→ **Passage**:

Understanding Urban Hunger : Food Deserts, Behavior, & Poverty

Source: NewOldStock

In the past decade, we have come to understand food deserts as the primary cause of urban hunger and as an easily treatable problem. Americans have started to advocate for the construction of new grocery stores and have increased the accessibility of famers markets. As advocacy has gained steam, so has the research. Recent studies have turned our ideas about urban hunger upside down.

Health outcomes are not boosted by having access to better food alone. Combating food deserts is a small piece of a larger, American food insecurity puzzle.

What is a food desert?

Florida Farmer’s Market. Source: U.S. Department of Agriculture

Food deserts are areas where people lack access to affordable, healthy foods. In cities, food deserts tend to be low-income areas where people have access to fast-food places and convenience stores, but lack nearby grocery stores with quality produce. In rural areas, a food desert is an area where people live more than ten miles from their nearest grocer. Technically, rural areas have much larger food deserts, but food insecurity makes a substantial impact in all regions.

Fighting Hunger by Increasing Access

Addressing food deserts came to the forefront of local and national policy when Michelle Obama kicked off her Let’s Move campaign. That focus has brought along some really exciting results: 23 states are receiving funds to help improve the effectiveness of SNAP programs at famers markets, a D.C. program has doubled food stamps spending power at farmers markets, and private-public partnerships have formed to ensure that food deserts gain greater access to fresh fruits and vegetables.

→ **Exercise prompt**:
Please reproduce the urban hunger article word for word, from "What is a food" to "in all regions.".

→ **Material provided**:
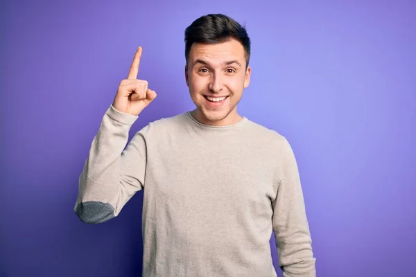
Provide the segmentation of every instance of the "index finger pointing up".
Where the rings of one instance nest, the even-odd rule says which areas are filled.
--
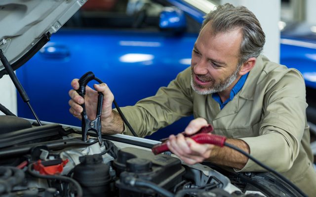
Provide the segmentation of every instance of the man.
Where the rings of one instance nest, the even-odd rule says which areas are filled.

→ **Solved problem**:
What is a food desert?

Florida Farmer’s Market. Source: U.S. Department of Agriculture

Food deserts are areas where people lack access to affordable, healthy foods. In cities, food deserts tend to be low-income areas where people have access to fast-food places and convenience stores, but lack nearby grocery stores with quality produce. In rural areas, a food desert is an area where people live more than ten miles from their nearest grocer. Technically, rural areas have much larger food deserts, but food insecurity makes a substantial impact in all regions.